§ Page extract
====
First, let's implement a simple chat interface. To do this, we will need to import the mesop, mesop.labs, mistralai libraries, and ChatMessage from mistralai.models.chat_completion.

pip install mesop mistralai

This demo uses mesop===0.9.3 and mistralai===0.4.0

import mesop as me
import mesop.labs as mel
from mistralai.client import MistralClient
from mistralai.models.chat_completion import ChatMessage

Next, create your MistralClient instance using your Mistral API key.

mistral_api_key = "api_key"
cli = MistralClient(api_key = mistral_api_key)

To create our interface with mesop, we can make use of their chat function. It will look something like this:

def ask_mistral(message: str, history: list[mel.ChatMessage]):
    messages = [ChatMessage(role=m.role, content=m.content) for m in history[:-1]]
    for chunk in cli.chat_stream(model = "open-mistral-7b", messages = messages, max_tokens = 1024):
        yield chunk.choices[0].delta.content

@me.page(title="Talk to Mistral")
def page():
  mel.chat(ask_mistral, title="Ask Mistral", bot_user="Mistral")

Now, all we have to do is run the command mesop chat.py!

chat.py
import mesop as me
import mesop.labs as mel
from mistralai.client import MistralClient
from mistralai.models.chat_completion import ChatMessage

mistral_api_key = "api_key"
cli = MistralClient(api_key = mistral_api_key)

def ask_mistral(message: str, history: list[mel.ChatMessage]):
    messages = [ChatMessage(role=m.role, content=m.content) for m in history[:-1]]
    for chunk in cli.chat_stream(model = "open-mistral-7b", messages = messages, max_tokens = 1024):
        yield chunk.choices[0].delta.content

@me.page(title="Talk to Mistral")
def page():
  mel.chat(ask_mistral, title="Ask Mistral", bot_user="Mistral")

Chatting with PDFs

To enable our model to read PDFs, we need to convert the content, extract the text, and then use Mistral's embedding model to retrieve chunks of our document(s) to feed to the model. We will need to implement some basic RAG (Retrieval-Augmented Generation)!

For this task, we will require faiss, PyPDF2, and other libraries. Let's import them:

pip install numpy PyPDF2 faiss

For CPU only please install faiss-cpu instead.
====
§ Information provided
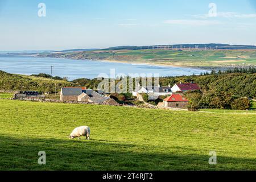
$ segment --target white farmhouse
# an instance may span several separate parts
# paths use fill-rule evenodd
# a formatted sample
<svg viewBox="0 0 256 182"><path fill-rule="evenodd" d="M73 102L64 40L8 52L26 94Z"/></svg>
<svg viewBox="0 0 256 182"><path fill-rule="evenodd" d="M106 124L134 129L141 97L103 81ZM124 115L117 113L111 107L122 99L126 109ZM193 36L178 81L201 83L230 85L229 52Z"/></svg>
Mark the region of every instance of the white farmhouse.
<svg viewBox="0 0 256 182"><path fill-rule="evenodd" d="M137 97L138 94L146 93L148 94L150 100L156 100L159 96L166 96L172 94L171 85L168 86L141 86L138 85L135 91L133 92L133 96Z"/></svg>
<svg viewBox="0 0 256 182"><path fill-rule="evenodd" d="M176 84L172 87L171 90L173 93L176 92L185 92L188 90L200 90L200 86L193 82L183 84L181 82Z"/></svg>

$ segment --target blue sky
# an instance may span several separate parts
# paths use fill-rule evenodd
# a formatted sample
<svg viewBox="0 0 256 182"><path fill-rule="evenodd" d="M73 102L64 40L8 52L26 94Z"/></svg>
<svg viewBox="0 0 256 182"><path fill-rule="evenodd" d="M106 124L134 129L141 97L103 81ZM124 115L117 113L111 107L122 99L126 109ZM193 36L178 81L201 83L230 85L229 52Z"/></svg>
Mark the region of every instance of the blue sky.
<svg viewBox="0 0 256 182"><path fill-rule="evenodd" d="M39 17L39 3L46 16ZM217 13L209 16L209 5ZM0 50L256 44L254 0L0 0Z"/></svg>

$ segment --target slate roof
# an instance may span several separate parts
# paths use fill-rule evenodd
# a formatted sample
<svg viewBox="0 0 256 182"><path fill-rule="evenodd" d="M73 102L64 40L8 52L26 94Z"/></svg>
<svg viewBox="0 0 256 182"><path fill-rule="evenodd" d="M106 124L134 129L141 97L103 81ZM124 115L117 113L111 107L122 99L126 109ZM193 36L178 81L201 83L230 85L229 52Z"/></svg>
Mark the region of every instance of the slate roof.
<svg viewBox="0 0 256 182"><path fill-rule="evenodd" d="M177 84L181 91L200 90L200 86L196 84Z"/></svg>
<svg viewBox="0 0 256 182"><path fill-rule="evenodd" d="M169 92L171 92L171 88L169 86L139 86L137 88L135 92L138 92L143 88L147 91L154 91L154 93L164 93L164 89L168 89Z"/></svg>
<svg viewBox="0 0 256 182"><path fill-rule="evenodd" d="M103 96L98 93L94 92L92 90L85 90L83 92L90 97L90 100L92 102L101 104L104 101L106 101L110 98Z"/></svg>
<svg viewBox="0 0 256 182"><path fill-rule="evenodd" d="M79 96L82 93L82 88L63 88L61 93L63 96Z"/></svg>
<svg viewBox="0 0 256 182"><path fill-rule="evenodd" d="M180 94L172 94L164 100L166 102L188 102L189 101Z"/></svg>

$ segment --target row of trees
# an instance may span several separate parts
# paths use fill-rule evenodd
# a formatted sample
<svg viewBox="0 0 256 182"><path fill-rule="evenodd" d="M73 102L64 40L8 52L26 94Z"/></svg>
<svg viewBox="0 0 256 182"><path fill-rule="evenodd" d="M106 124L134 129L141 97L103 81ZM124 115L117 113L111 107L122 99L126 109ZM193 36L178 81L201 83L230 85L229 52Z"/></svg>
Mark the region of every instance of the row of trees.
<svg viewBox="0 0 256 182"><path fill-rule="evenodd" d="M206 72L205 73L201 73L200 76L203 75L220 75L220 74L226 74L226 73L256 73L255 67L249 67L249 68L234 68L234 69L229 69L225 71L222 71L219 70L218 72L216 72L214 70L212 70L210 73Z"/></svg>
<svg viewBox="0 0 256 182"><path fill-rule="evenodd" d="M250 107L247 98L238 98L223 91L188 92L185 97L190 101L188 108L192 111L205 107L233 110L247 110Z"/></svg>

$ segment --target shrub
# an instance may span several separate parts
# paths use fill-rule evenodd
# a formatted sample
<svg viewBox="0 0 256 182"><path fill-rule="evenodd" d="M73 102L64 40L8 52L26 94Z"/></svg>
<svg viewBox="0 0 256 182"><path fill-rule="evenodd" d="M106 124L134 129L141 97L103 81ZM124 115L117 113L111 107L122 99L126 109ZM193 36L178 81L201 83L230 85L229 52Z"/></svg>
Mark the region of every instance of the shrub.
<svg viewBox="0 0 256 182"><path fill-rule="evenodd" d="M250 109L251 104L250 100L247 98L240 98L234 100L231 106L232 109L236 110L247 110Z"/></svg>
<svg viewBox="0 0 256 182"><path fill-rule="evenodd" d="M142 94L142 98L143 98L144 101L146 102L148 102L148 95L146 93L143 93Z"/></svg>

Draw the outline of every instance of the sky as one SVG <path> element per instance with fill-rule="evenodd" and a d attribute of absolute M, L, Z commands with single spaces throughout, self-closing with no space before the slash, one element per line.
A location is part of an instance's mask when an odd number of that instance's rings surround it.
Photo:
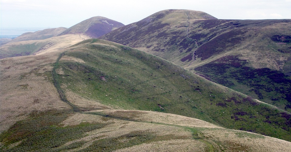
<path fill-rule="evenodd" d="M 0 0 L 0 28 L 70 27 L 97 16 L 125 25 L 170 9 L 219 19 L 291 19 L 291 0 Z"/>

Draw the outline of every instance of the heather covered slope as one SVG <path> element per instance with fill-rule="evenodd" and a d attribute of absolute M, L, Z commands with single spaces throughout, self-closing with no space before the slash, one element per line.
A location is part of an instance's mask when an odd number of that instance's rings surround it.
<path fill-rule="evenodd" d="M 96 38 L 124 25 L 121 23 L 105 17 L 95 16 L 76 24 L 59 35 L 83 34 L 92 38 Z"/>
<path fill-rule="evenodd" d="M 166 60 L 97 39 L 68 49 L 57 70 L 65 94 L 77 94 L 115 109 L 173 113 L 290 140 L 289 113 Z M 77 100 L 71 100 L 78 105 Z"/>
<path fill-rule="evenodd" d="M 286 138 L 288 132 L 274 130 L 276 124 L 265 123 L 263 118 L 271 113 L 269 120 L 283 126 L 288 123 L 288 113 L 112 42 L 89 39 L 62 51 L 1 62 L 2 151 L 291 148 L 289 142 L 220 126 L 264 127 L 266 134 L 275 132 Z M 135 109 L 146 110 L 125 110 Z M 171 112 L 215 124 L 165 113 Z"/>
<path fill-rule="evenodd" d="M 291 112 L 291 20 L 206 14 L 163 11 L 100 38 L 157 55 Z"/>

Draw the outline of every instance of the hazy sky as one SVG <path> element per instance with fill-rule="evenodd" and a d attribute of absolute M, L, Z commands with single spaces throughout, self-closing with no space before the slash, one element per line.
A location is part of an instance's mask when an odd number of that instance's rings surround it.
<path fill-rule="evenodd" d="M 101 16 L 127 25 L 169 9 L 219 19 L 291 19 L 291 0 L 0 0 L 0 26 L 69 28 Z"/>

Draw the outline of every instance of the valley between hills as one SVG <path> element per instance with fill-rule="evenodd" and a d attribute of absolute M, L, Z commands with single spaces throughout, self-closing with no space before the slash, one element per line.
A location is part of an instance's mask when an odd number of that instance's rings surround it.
====
§ What is required
Render this sentence from the Mistral chat tutorial above into Spanish: "Next, create your MistralClient instance using your Mistral API key."

§ Answer to this problem
A continuación, crea tu instancia de MistralClient usando tu clave de API de Mistral.